What is expected:
Would you repeat the entries below word for word and omit the pictures?

Records START

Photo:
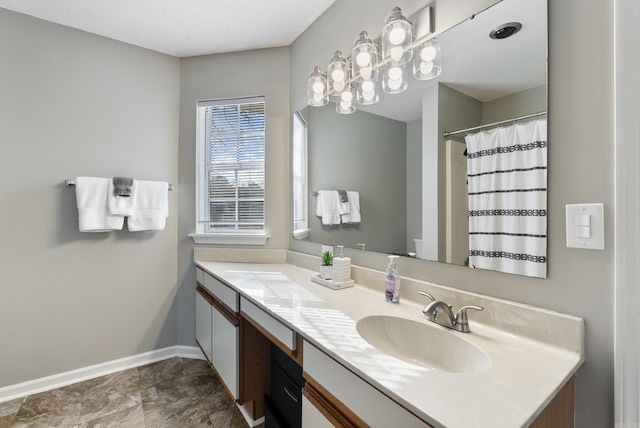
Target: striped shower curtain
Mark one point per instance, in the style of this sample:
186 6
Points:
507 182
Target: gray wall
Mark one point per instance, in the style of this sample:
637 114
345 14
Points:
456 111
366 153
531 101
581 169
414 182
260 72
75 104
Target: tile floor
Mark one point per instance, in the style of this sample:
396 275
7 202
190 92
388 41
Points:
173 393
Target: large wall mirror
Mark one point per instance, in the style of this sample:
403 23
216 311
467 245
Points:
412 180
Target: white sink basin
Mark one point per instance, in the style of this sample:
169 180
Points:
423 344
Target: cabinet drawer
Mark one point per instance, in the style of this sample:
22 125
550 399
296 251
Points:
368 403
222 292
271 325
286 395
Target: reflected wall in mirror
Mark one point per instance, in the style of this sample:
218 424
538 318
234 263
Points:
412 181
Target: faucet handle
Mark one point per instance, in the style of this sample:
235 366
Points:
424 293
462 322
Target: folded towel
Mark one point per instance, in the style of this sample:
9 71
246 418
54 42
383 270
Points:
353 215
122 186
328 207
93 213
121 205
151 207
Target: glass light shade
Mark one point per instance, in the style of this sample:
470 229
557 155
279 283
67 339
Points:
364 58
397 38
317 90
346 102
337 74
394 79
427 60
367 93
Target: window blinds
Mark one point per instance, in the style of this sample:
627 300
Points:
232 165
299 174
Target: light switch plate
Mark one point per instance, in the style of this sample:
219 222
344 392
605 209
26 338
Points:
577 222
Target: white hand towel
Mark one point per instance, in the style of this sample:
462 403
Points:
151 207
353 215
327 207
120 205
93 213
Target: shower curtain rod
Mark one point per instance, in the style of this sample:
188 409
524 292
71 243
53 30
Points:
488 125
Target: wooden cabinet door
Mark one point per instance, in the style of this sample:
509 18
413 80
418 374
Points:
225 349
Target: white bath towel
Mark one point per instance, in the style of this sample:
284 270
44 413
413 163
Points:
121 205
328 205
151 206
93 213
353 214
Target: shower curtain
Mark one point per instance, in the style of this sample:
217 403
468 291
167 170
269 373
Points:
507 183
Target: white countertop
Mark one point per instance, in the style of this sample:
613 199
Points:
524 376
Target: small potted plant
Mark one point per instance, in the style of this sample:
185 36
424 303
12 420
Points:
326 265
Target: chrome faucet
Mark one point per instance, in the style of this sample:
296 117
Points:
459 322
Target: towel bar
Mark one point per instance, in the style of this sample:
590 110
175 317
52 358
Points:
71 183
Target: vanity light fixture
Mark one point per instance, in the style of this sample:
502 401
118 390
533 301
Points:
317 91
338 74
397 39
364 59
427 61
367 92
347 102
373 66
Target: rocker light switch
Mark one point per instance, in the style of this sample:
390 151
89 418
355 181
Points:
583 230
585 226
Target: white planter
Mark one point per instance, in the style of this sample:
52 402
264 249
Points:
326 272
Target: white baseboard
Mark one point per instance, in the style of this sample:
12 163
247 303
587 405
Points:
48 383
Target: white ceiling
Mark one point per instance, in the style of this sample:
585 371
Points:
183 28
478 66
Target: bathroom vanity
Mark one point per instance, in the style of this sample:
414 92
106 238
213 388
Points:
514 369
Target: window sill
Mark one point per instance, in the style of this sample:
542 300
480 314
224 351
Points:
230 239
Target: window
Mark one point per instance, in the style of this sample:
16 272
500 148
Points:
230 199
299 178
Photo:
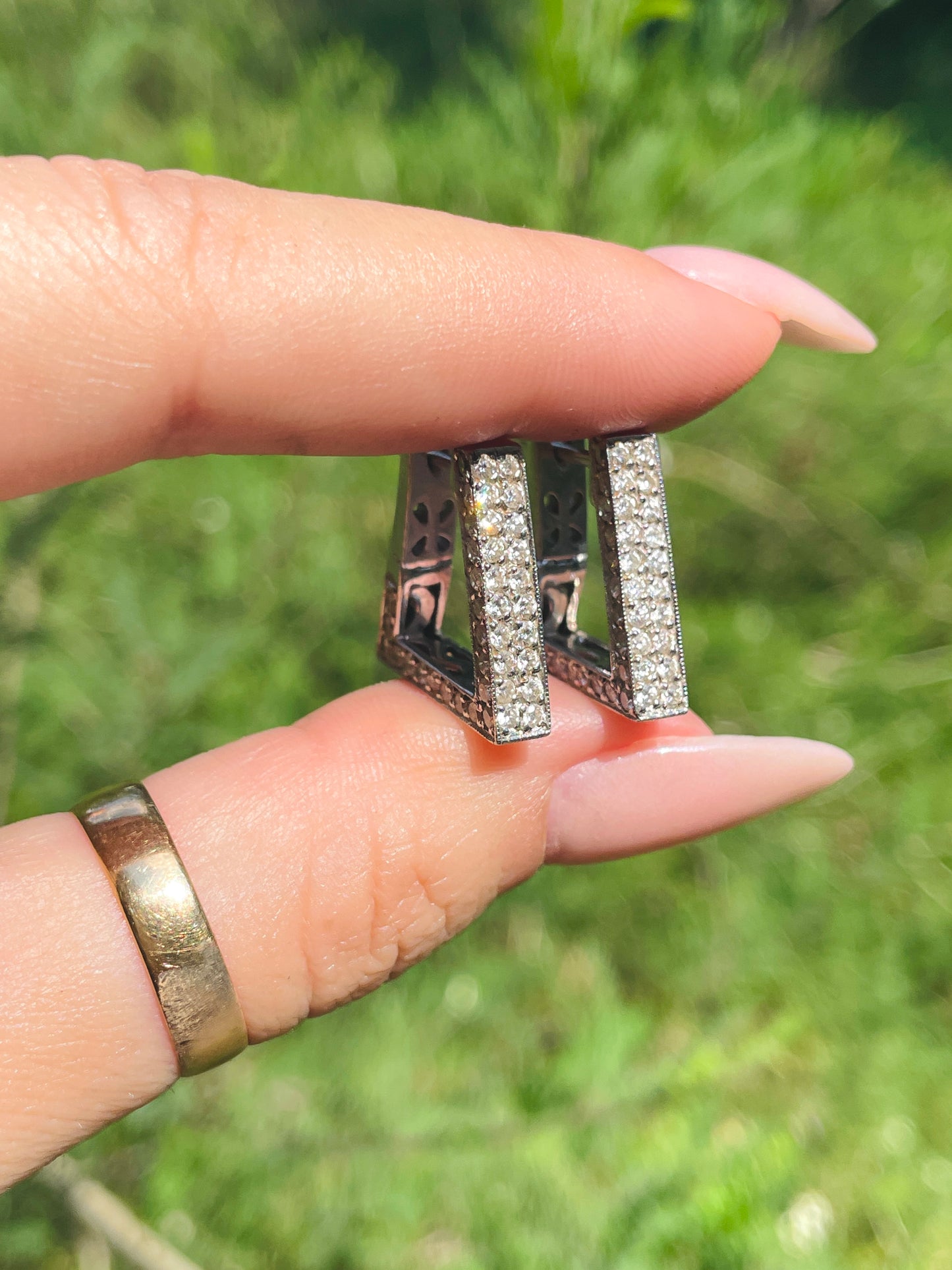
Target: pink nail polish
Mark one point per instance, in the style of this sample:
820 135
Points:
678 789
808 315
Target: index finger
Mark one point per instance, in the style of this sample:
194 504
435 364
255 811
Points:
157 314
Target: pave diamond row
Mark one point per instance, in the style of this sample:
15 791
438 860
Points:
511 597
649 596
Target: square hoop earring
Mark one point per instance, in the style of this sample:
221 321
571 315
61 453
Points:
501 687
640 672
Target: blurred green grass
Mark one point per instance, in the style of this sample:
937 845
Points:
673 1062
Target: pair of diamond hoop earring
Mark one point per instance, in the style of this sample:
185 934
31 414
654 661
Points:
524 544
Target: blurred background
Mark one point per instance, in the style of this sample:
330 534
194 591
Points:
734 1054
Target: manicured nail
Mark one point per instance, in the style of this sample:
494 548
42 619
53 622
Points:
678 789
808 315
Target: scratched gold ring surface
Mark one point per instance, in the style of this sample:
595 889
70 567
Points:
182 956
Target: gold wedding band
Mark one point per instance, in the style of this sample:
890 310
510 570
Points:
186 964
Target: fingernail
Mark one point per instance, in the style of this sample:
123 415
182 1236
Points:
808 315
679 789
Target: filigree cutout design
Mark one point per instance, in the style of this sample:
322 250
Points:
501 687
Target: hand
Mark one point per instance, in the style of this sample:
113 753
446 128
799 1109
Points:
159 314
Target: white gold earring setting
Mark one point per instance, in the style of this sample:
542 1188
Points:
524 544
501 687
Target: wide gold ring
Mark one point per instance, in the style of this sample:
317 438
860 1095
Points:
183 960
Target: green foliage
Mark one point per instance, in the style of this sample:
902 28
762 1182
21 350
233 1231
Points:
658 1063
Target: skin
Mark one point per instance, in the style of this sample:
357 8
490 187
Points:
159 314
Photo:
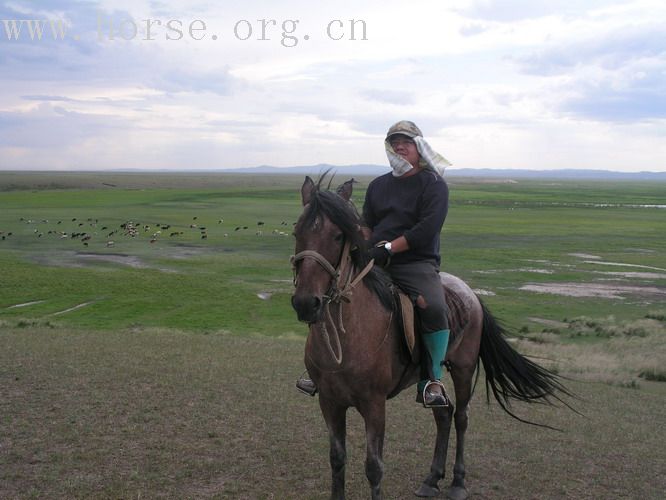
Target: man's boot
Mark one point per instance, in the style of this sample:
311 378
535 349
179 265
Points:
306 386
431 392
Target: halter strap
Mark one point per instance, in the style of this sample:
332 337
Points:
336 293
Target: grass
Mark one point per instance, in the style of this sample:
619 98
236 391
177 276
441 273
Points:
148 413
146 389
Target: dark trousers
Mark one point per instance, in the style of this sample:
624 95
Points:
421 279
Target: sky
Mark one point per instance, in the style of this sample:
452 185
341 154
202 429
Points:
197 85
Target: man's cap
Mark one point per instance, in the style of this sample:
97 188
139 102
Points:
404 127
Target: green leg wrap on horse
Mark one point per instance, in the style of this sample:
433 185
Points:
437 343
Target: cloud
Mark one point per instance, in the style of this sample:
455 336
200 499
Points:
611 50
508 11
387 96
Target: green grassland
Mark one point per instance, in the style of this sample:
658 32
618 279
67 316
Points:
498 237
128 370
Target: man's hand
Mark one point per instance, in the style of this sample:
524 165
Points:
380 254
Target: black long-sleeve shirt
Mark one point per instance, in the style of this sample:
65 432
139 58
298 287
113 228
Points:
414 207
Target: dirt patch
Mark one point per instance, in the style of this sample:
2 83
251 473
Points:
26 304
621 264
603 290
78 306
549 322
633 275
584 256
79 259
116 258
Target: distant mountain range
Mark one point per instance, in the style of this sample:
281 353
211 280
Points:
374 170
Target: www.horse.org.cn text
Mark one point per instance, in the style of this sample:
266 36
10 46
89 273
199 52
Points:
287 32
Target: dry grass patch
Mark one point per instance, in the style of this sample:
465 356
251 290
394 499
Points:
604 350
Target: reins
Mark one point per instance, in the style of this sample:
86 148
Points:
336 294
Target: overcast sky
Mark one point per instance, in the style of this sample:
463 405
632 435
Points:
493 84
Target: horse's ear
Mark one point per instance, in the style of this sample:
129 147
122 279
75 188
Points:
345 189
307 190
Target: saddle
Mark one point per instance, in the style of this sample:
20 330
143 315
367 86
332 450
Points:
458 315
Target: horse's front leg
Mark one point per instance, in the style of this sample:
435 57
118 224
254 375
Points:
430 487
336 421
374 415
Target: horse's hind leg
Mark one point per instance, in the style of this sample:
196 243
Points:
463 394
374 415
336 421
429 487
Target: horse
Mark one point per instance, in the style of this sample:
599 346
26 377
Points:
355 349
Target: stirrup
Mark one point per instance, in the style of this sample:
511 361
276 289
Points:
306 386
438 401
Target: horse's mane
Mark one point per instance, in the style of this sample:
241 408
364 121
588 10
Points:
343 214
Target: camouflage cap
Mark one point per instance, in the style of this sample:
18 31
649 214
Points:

Records END

Written solution:
Photo:
Target: striped shower curtain
Mark one point per instance, in the style of this sample:
186 6
Points:
507 182
Target: gray wall
Mark one point per instance, in the style of this sample:
637 114
345 14
Points:
456 111
366 153
531 101
581 169
414 182
260 72
75 104
Target: tile floor
Mark one point per instance, in the style of this sample:
396 275
7 202
190 92
388 41
Points:
173 393
Target: large wall mirror
Mark one point per instance, in the style of this sample:
403 23
216 311
467 245
Points:
412 180
Target: white sink basin
Mark one point per instance, in the style of this sample:
169 180
Points:
423 344
Target: cabinet drawer
Mark one point per instance, in the style of this sample:
22 125
550 399
296 251
Points:
368 403
222 292
271 325
286 395
Target: reflected wall in mirror
Mark one point per instance, in the style of this sample:
218 424
538 318
234 263
Points:
412 181
Target: faucet handle
Mark one point per instance, in the style of this sample:
235 366
Points:
424 293
462 322
Target: folded towel
Mark one point per instance, in the style of this sample:
9 71
246 418
54 42
383 270
Points:
353 215
122 186
328 207
93 213
121 205
151 207
Target: glass light shade
Mark one point per instance, in the style of this sample:
470 229
557 155
279 283
67 339
Points:
364 58
397 38
317 90
346 102
337 74
394 79
427 60
367 93
Target: window blinds
Mark one point per instance, in the style of this sample:
627 300
Points:
232 165
299 174
Target: light switch plate
Mark one point per instance, in the style of this sample:
219 222
344 392
605 209
26 338
Points:
577 222
Target: white hand towel
Mark one point per instance, in the style of this sample:
462 403
Points:
151 207
353 215
327 207
120 205
93 213
Target: shower curtain rod
Mark one point per instance, in the style of this sample:
188 409
524 292
71 243
53 30
Points:
488 125
Target: wooden cabinet door
Mark one point per instance, in the style of this sample:
509 18
413 80
418 374
Points:
225 349
Target: white bath towel
Mark one point per instance, in the style of this sample:
284 270
44 413
413 163
Points:
121 205
328 205
151 206
93 213
353 214
Target: shower curtain
Mark one point per instance, in the style of this sample:
217 403
468 291
167 170
269 373
Points:
507 183
Target: white countertop
Mark one point per instance, in the style of this sample:
613 199
Points:
524 376
Target: small potted plant
Mark one point per instance, in the style of this sample:
185 36
424 303
12 420
Points:
326 265
Target: chrome faucet
Mark one point per instance, in the style of this sample:
296 117
Points:
459 322
Target: towel bar
Mark one point per instance, in the style of this sample:
590 110
175 317
52 358
Points:
71 183
Target: vanity light fixture
Mark one point per instance, in the style of this sample:
502 401
118 390
533 301
Points:
317 91
338 74
397 39
364 59
427 61
367 92
347 102
373 66
Target: rocker light switch
Mark one point per instance, in the style of this sample:
390 151
89 418
355 181
Points:
583 230
585 226
Target: white planter
Mark one point per instance, in the style of this sample:
52 402
264 249
Points:
326 272
Target: white baseboard
Mark one point per instance, in the style of this sample:
12 163
247 303
587 405
Points:
48 383
Target: white ceiling
Mark one point per instance, in the style of this sample:
585 371
Points:
183 28
478 66
Target: bathroom vanity
Mark one point per instance, in the style of this sample:
414 92
106 238
213 388
Points:
514 369
Target: window sill
Mark one point per instance, in the style of this sample:
542 300
480 314
224 351
Points:
230 239
Target: window
Mark one point per instance, in the style of this sample:
16 272
500 148
Points:
230 199
299 178
Photo:
Target: pink nail polish
Mark one point per instance, in the style of this sample:
820 135
Points:
678 789
808 315
Target: index finger
Mark one point per instance, in the style of this sample:
194 504
435 364
255 811
Points:
157 314
Target: pave diamond row
Mark one point per instance, in the style of this sample:
15 791
438 860
Points:
511 597
649 596
Target: square hoop earring
Mark one point per instance, in the style of this sample:
221 321
571 315
61 453
Points:
501 687
640 672
Target: blurred green grass
Mark one point per instance, in the style of this sample:
937 845
Points:
673 1062
Target: pair of diamond hoop earring
Mark one point per instance, in the style of this sample:
185 934
31 414
654 661
Points:
524 544
Target: blurred background
Mark one point per instance, in the style of this sample:
330 534
194 591
Points:
734 1054
Target: manicured nail
Mark one point per instance, in the style of this sample:
494 548
42 619
53 622
Points:
678 789
808 315
Target: scratched gold ring surface
Mark one point per instance, in the style of this sample:
595 889
70 567
Points:
182 956
Target: gold wedding band
Mark one point per instance, in the style of this sample:
890 310
510 570
Points:
186 964
Target: fingernail
Mark one point per instance, in the style of this sample:
123 415
182 1236
Points:
808 315
679 789
Target: filigree cutout design
Mark one point per instance, in the style of this sample:
322 250
Points:
501 687
Target: hand
Mark one point per instance, in the style of this sample:
113 753
446 128
799 1109
Points:
159 314
Target: white gold earring setting
Mark one point per instance, in the style of this sample:
542 1188
Points:
524 544
501 687
Target: wide gold ring
Mark one point per instance, in the style of this sample:
317 438
860 1095
Points:
183 960
Target: green foliage
Mark one point per instance, in the style of this sample:
902 28
762 1182
21 350
233 1231
Points:
658 1063
Target: skin
Mark one point per instance, in the style of this sample:
357 8
490 187
Points:
159 314
Photo:
Target: man's boot
Mark one point per instance, in the style of this sample:
311 378
535 349
179 265
Points:
306 386
431 392
Target: halter strap
Mark one point per instance, in the style of this sample:
332 337
Points:
336 293
Target: grass
Mark one point per instance, in the style of this sample:
619 98
236 391
177 276
441 273
Points:
148 413
146 389
Target: dark trousers
Mark one point per instance, in the style of this sample:
624 95
Points:
421 279
Target: sky
Mark one point per instance, in the style of this sample:
452 185
341 154
202 429
Points:
197 85
Target: man's cap
Mark one point per instance, in the style of this sample:
97 188
139 102
Points:
404 127
Target: green leg wrap on horse
Mark one point per instance, in the style of this sample:
433 185
Points:
437 343
Target: cloud
Mark one point per instance, in the style of this sample:
455 336
200 499
Points:
611 50
508 11
387 96
Target: green grassland
Mark one point per instance, in the style of this sample:
658 32
618 279
67 316
Points:
498 237
128 370
Target: man's hand
Mark one point per instance, in the style of this sample:
524 165
Points:
380 254
Target: black long-sleeve shirt
Mark one point per instance, in the style of this sample:
65 432
139 58
298 287
113 228
Points:
414 207
Target: dirt patch
Mark one point per instance, in the style of this sample:
2 83
251 473
Points:
26 304
621 264
603 290
78 306
549 322
633 275
584 256
79 259
116 258
Target: distant mountain range
Mark one point per instance, in the style of this sample:
281 353
211 280
Points:
374 170
Target: www.horse.org.cn text
Mark one point per instance, in the style of this sample:
266 36
10 46
89 273
199 52
Points:
287 32
Target: dry grass patch
Mark one point per instance, in the style of this sample:
465 356
251 290
394 499
Points:
604 350
Target: reins
Mark one point per instance, in the style of this sample:
86 148
Points:
336 294
Target: overcast sky
Mark one point per instance, in the style of this sample:
463 405
632 435
Points:
493 84
Target: horse's ear
Mark one point per instance, in the style of this sample:
129 147
122 279
75 188
Points:
345 189
307 190
Target: saddle
Mark one point per instance, in the style of this sample:
20 330
143 315
367 86
332 450
Points:
458 315
Target: horse's front leg
Mark one point per instance, in the style of this sample:
435 57
118 224
254 375
Points:
430 487
336 421
374 415
Target: horse's hind leg
Mark one point per instance, in the style of this sample:
196 243
Points:
463 394
374 415
336 421
429 487
Target: horse
Mark one point per instance, in the style of this sample:
599 346
26 377
Points:
355 349
Target: stirrup
Mark one point per instance, in the style of this sample:
511 361
276 289
Points:
306 386
438 401
Target: horse's mane
Mark one point per instance, in the style of this sample:
241 408
364 121
588 10
Points:
343 214
Target: camouflage cap
Mark one point per instance, in the style of this sample:
18 31
649 214
Points:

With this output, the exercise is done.